Top of Supplied entries
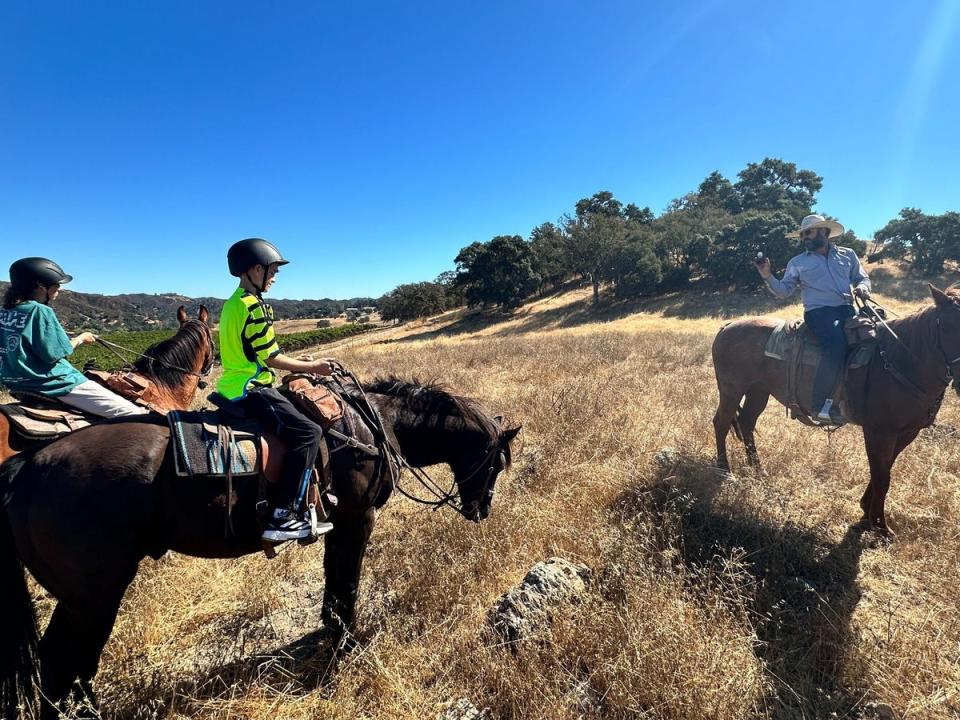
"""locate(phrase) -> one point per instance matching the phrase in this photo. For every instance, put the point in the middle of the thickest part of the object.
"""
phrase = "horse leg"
(882, 452)
(722, 420)
(342, 561)
(753, 407)
(70, 648)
Bottom of Supplied entries
- [Exercise details] A word-for-word copy of the records above is needed, pictures excluded.

- [Exercise response]
"""locate(phrase) -> one point per instance matching the phrase in this photo. For every instance, put the point in the middle of the thickest part of the object.
"""
phrase = "horse leg"
(882, 452)
(722, 420)
(342, 561)
(753, 407)
(70, 648)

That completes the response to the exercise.